Although Stochastic use less number of epoch than batch, to reach a point of convergence. But if there is the same number of epochs in both batch and stochastics, then the batch will take less time than stochastics.

For 100 epochs, the batch will take 100 updates. In stochastic, it will take 100 * no. of row updates.

Disadvantage – Not steady solution(running stochastics descent on same data multiple time will provide different output every time) (not precise)(this problem can be solved by learning schedules, which is used to vary learning rate)

 

In learning schedules, as the number of epoch increase learning rate will get reduced. Which results in decreased fluctuation and becomes stable when it comes near to point of convergence.

 

When to use Stochastic GD?

1] Big Data

2] Non Convex function( global minima,local minima)

 

In convex function, there is global minima, no local minima

 

• Mini Batch Gradient Descent (use SGD with partial fit to implement it using sci-kit learn, in deep learning there are keras)

Batch wise Update (b update per epoch), where b = no. of batch

This is a type of gradient descent that works faster than both batch gradient descent and stochastic gradient descent. Here no. of iteration is equal to the no. of the batch. So even if the number of training examples is large, then all training example is divided into multiple batches. It sums the error for each point in the batch and updates the model after evaluating each batch. Thus, it works for larger training examples, and that too with a lesser number of iterations.

 

Batch gradient descent

Batch gradient descent is fast as compared to stochastic for the same no. of epoch.

e.g. Batch will take 1 sec to complete, while stochastic will take 10 sec to complete for the same no. of epoch.

BUT

For same no. of epoch Stochastic will reach a faster point of convergence than batch.

e.g for 10 epochs, stochastic will reach an accuracy of 98%, while batch will reach an accuracy of 60%.

Stochastic GD-

Advantage- help the algorithm to move out of local minima and converge toward global minima because of spikiness.

Disadvantage – Will not reach the exact solution, it will reach an approximate solution.

Vectorization-

In batch we have not used a loop as we have used in stochastic, instead, we used the dot product of datapoint, which is a vectorization.

The dot product is the smart replacement of a loop, which is faster than a loop.

Hence, batch GD is faster than stochastic GD

 

The disadvantage of vectorization-

But if there is 10cr data in the dataset then it will not work, because you have to load 10 cr data at a time in memory(RAM).  It is faster for small data.

 

Mini Batch Gradient Descent-

No. of batch = No of datapoint/batch_size

 

Fast (time)

Batch GD > mini Batch GD > Stochastic GD

Convergence

Batch GD < mini Batch GD < Stochastic GD

____

* WHAT IS BEING ASKED *
Write out, word for word, the part of the gradient descent notes that opens with the words containing "For 100 epochs, the" and closes with "vary learning rate)".

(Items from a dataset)

____

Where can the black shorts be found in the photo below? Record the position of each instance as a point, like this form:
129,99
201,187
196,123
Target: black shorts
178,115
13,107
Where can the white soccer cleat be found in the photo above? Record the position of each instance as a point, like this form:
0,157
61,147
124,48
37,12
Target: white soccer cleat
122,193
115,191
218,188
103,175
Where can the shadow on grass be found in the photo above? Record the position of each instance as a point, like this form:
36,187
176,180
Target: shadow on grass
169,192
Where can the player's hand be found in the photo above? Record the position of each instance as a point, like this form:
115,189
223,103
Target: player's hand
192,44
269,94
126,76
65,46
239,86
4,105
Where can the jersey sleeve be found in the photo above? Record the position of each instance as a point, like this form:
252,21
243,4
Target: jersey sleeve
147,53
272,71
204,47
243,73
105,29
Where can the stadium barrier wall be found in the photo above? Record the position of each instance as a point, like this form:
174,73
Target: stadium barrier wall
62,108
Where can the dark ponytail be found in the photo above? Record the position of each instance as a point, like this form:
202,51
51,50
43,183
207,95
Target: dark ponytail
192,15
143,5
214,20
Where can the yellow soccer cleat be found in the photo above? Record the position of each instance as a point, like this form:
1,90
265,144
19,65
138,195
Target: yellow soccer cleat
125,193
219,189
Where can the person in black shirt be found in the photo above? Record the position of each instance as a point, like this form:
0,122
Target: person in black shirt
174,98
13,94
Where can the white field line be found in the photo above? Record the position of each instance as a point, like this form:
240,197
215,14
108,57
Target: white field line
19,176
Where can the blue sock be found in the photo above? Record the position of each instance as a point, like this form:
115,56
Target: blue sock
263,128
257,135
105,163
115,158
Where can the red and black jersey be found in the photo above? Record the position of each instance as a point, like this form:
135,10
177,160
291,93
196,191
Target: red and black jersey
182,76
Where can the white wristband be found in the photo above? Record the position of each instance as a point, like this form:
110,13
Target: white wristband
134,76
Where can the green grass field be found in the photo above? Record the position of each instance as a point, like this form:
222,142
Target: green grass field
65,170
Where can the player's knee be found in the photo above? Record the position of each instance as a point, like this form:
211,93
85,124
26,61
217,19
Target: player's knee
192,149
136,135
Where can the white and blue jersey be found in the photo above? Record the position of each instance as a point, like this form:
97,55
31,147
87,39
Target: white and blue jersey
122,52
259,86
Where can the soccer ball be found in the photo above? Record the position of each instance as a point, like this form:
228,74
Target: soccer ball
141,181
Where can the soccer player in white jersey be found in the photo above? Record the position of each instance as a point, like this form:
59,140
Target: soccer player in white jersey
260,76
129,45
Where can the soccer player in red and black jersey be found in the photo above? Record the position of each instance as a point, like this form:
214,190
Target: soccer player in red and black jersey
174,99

____

* FINISHED TASK *
For 100 epochs, the batch will take 100 updates. In stochastic, it will take 100 * no. of row updates.

Disadvantage – Not steady solution(running stochastics descent on same data multiple time will provide different output every time) (not precise)(this problem can be solved by learning schedules, which is used to vary learning rate)